The request
Copy out all the material below with every "Target" changed to "Label" and nothing else altered. Leave out the pictures.

Material supplied
-=-=-=-=-
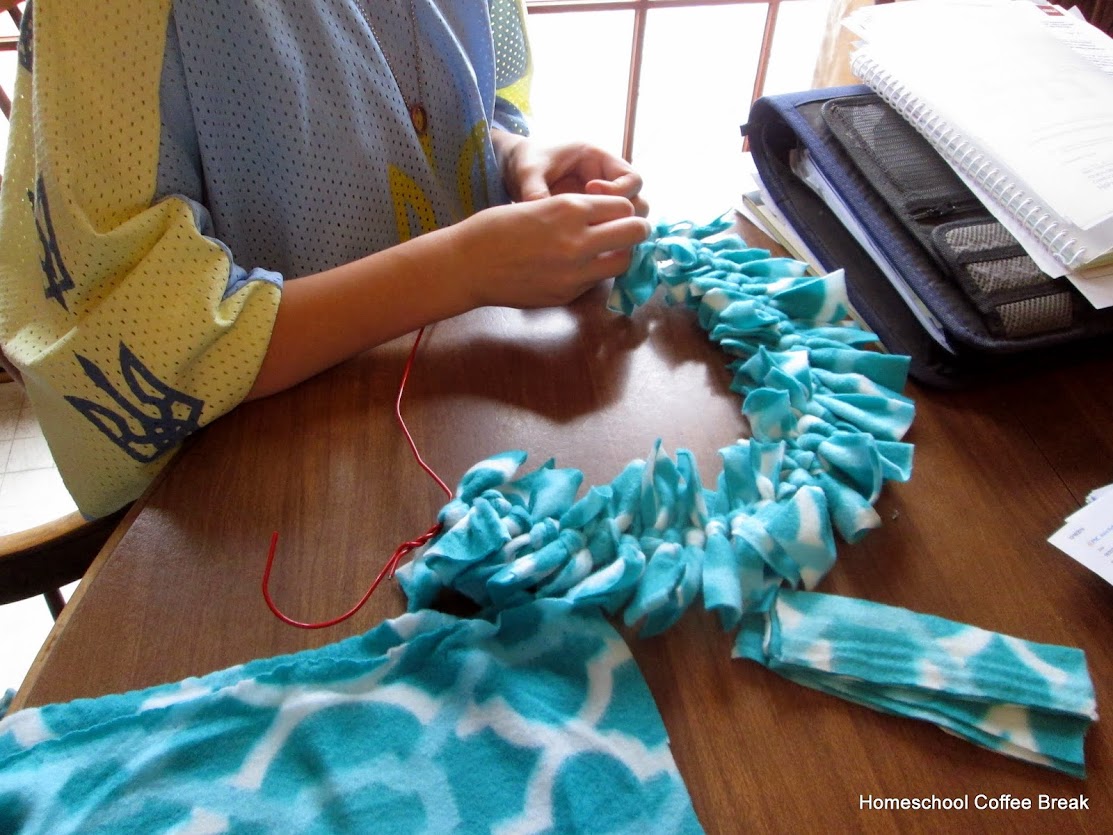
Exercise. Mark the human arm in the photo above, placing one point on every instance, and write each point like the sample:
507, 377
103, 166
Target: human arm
535, 254
532, 172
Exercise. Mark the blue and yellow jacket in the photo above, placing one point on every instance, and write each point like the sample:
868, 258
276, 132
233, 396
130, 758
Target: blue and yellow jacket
173, 161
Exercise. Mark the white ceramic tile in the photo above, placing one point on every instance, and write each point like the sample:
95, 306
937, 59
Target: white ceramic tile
25, 626
9, 420
29, 453
11, 396
31, 498
28, 425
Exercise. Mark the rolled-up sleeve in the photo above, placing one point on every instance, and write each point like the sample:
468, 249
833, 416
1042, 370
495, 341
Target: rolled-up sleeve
131, 326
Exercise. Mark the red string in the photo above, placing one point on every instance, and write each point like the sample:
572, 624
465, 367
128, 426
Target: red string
401, 551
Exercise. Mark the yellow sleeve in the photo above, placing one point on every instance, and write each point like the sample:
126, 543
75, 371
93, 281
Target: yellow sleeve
115, 311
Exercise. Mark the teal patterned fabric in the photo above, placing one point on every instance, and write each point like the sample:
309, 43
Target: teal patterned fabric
533, 717
1030, 700
827, 416
429, 724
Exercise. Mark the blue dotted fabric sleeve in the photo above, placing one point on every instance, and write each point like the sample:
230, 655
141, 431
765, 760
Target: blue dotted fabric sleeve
827, 420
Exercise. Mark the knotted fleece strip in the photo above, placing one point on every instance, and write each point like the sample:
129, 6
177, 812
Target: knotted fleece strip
827, 416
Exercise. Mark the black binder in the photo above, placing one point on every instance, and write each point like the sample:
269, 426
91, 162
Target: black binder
928, 268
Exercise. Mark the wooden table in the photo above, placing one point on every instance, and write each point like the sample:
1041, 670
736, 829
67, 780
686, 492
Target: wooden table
996, 471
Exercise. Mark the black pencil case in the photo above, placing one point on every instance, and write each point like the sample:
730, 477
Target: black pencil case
928, 268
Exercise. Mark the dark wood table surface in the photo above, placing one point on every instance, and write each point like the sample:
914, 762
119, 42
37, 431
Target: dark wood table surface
177, 592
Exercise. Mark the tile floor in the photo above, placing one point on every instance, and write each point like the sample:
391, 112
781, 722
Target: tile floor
30, 493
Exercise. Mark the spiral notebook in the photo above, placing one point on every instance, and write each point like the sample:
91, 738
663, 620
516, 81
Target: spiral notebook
1017, 97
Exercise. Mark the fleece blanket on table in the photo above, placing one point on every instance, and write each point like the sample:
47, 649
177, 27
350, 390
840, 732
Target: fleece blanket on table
429, 724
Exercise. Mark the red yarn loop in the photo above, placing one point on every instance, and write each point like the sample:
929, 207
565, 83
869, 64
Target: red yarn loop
400, 552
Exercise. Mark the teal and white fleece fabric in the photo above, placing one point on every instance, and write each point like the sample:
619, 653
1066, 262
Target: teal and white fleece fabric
827, 418
429, 724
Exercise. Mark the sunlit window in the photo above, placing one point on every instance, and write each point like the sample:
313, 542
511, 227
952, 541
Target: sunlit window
668, 85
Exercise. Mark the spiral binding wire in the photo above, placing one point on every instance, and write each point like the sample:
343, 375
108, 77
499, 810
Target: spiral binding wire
968, 159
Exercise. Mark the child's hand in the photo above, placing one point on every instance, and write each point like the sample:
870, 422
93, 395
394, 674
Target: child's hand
547, 252
530, 173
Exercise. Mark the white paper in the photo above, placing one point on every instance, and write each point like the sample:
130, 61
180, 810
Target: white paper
1014, 79
1087, 536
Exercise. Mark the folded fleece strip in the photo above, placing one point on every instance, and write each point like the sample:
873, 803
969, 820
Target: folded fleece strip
826, 418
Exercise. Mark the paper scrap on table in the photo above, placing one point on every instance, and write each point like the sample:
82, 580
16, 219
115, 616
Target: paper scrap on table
1087, 534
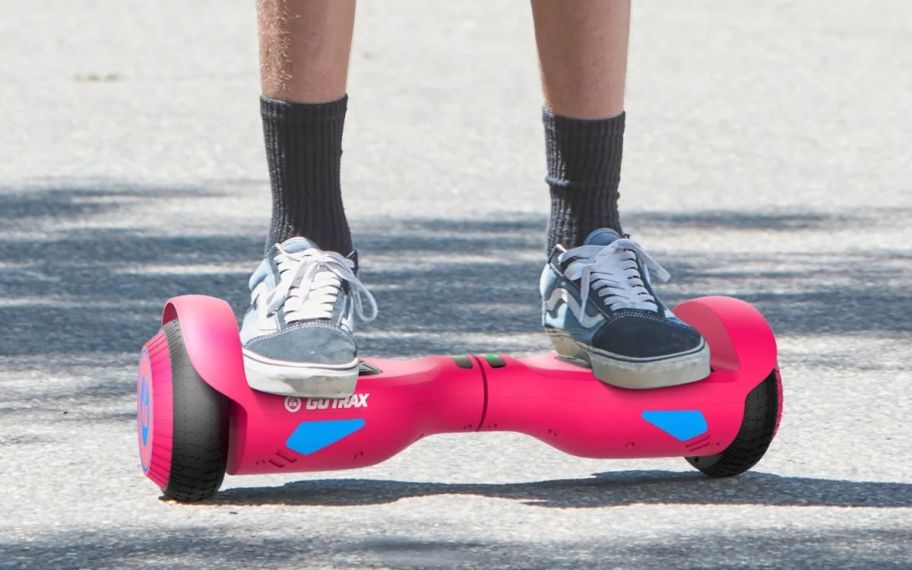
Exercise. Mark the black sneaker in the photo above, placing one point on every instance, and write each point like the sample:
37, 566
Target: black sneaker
598, 307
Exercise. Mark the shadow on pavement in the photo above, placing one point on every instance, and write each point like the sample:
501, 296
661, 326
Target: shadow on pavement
609, 489
306, 547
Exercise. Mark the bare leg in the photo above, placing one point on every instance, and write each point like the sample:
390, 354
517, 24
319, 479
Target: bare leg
582, 50
304, 48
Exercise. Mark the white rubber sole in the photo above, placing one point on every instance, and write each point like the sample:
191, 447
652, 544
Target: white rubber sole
636, 373
301, 380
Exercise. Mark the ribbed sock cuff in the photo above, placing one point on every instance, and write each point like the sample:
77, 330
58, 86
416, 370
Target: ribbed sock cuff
584, 168
303, 151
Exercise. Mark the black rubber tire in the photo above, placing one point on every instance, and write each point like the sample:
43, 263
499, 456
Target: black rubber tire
761, 418
200, 447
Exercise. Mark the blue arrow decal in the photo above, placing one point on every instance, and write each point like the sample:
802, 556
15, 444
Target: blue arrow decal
310, 437
680, 424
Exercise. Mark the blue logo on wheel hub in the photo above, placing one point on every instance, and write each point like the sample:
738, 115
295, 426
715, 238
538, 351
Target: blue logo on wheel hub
144, 412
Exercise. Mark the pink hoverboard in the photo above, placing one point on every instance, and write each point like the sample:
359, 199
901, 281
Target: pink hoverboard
198, 418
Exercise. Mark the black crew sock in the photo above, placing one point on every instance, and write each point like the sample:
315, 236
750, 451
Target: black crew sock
584, 170
304, 150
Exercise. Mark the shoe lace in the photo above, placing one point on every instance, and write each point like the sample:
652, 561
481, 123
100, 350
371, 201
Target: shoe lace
618, 272
311, 281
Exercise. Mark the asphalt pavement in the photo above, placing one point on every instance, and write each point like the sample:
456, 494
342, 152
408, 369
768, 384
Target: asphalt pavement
767, 157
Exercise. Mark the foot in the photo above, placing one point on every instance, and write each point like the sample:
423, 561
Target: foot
599, 308
297, 334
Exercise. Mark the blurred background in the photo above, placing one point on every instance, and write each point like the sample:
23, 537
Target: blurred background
-=-=-=-=-
Exercise output
Exercise. Mark the human arm in the photo above, placing one point on every instance, and write each point like the sample:
507, 377
103, 166
Label: human arm
535, 254
532, 172
Exercise. Mark the blue and yellow jacket in the photo above, placing one point on every instance, and write each point like the sample:
868, 258
276, 132
233, 396
130, 758
Label: blue and yellow jacket
173, 161
Exercise. Mark the white ceramic tile in the photo above, placing one point on every instance, and write each point like the sample:
95, 306
937, 59
Label: white ceramic tile
25, 626
9, 420
29, 453
11, 396
31, 498
28, 425
Exercise. Mark the rolled-up sleeve in the photo above, placing one point on every instance, and write each point like the sample:
468, 249
833, 416
1042, 370
495, 341
Label: rolled-up sleeve
131, 326
Exercise. Mark the red string in the photo above, placing one point on every instance, and write each point like the sample:
572, 624
465, 367
128, 426
Label: red string
401, 551
Exercise. Mark the yellow sleeve in the photo above, placing one point on every instance, and write each point like the sample:
126, 543
75, 371
93, 281
Label: yellow sleeve
115, 311
Exercise. Mark the teal patterned fabric in the photo above, placing one point on every instance, and write each point like the sample:
309, 43
Label: teal patterned fabric
533, 717
1030, 700
827, 416
429, 724
Exercise. Mark the blue dotted fabric sleeve in the photo above, placing one point on every instance, and write each point like the sample:
230, 655
141, 431
765, 760
Label: blue dotted fabric sleeve
827, 420
Exercise. Mark the knotted fleece strip in the photo above, placing one point on every instance, and write each point like the sample:
129, 6
177, 812
Label: knotted fleece strip
827, 416
Exercise. Mark the black binder in the photo above, placing one point on every instance, and write each point like the sample:
269, 426
91, 162
Label: black binder
928, 268
Exercise. Mark the wooden table in the photo above, placing one point on every instance, and write each point like the sample:
1041, 670
736, 829
67, 780
686, 492
Label: wooden table
996, 471
Exercise. Mark the black pencil case in the photo above, placing one point on every instance, and write each point like the sample:
730, 477
Label: black pencil case
928, 268
Exercise. Mark the dark wood table surface in the photo above, placing one point on every instance, and write each point like the sample:
914, 762
119, 42
37, 431
Label: dark wood table surface
177, 592
Exercise. Mark the tile floor in the photo above, placing one point on every instance, and write each point like the sample:
391, 112
781, 722
Label: tile floor
30, 493
Exercise. Mark the spiral notebook in the photo above, placing one point on every instance, and write each point like the sample:
91, 738
663, 620
516, 81
Label: spiral notebook
1017, 97
Exercise. Mark the fleece blanket on table in the photo above, placing one point on every instance, and write each point like the sample:
47, 649
177, 27
350, 390
840, 732
Label: fleece blanket on table
429, 724
Exercise. Mark the red yarn loop in the photo above, placing one point on every instance, and write each point like the sample:
929, 207
565, 83
869, 64
Label: red yarn loop
400, 552
Exercise. Mark the teal and white fleece fabric in the photo above, placing one point on every instance, and write each point like the sample:
619, 653
1066, 262
Label: teal and white fleece fabric
827, 418
429, 724
Exercise. Mark the sunlit window in the photo above, placing one point on every instance, and write each point like the sample:
313, 542
511, 227
952, 541
Label: sunlit window
668, 85
Exercise. Mark the spiral binding wire in the photo above, placing one point on every instance, and write each point like the sample:
343, 375
108, 77
499, 810
Label: spiral binding wire
968, 159
Exercise. Mark the child's hand in the photo above, placing one point on every instance, and write each point like the sample:
870, 422
93, 395
394, 674
Label: child's hand
547, 252
530, 173
Exercise. Mark the white paper in the photo above, placing one point on every instance, and write each point like the sample:
130, 61
180, 810
Label: white paper
1014, 79
1087, 536
Exercise. Mark the folded fleece strip in the photo above, placing one point on every instance, and write each point like the sample:
873, 803
969, 820
Label: folded fleece strip
826, 418
Exercise. Mark the paper scrap on table in the photo above, placing one point on every instance, and write each point like the sample:
82, 580
16, 219
115, 616
Label: paper scrap on table
1087, 534
Exercise. Mark the black sneaker in the photo above, placing one point on every instance, and write each point like the sample:
37, 566
Label: black sneaker
598, 307
Exercise. Mark the shadow on pavement in the photo above, placing one point on every instance, and write each point like the sample:
501, 296
661, 326
Label: shadow on pavement
609, 489
306, 547
Exercise. Mark the bare leg in the photo above, placing one point on every instance, and write each point like the sample:
390, 354
517, 24
319, 479
Label: bare leg
582, 50
304, 48
Exercise. Mark the white rubber sole in the photo above, placing one point on every instance, and write each point like the sample:
191, 447
652, 544
Label: white rubber sole
636, 373
301, 380
Exercise. Mark the ribbed sock cuff in the photo above, placing one point on every instance, and write each point like the sample:
77, 330
58, 86
416, 370
Label: ribbed sock cuff
584, 168
303, 151
Exercise. Mark the black rubber tire in the photo above, placing one point on every instance, and write each point like the sample:
43, 263
499, 456
Label: black rubber tire
761, 418
200, 447
Exercise. Mark the blue arrow decal in the photo above, placing one point on every instance, and write each point like the sample:
802, 556
15, 444
Label: blue arrow decal
310, 437
680, 424
Exercise. Mark the blue logo on wheel hub in the photo above, placing one point on every instance, and write each point like the sample:
738, 115
295, 426
715, 238
538, 351
Label: blue logo on wheel hub
144, 412
Exercise. Mark the pink hoverboard in the photo above, placing one point on every instance, and write each point like the sample:
359, 199
901, 281
Label: pink hoverboard
198, 418
Exercise. Mark the black crew sock in the photo above, placing one point on every instance, and write each point like the sample:
315, 236
750, 451
Label: black crew sock
584, 170
304, 150
Exercise. Mark the shoe lace in the photo above, placing one point on every instance, and write each point like the sample:
652, 561
481, 123
100, 350
371, 201
Label: shoe lace
618, 272
311, 281
Exercise. Mark the asphalt pavement in the photo above, placing one point on every instance, and write each point like the sample:
456, 494
342, 152
408, 369
768, 384
Label: asphalt pavement
767, 157
Exercise. Mark the foot in the photo above, placing one point on every instance, and write each point like the sample:
423, 561
Label: foot
599, 308
297, 334
Exercise. Mark the blurred background in the photo above, placing one point on every instance, and write each point like the sample:
23, 537
Label: blurred background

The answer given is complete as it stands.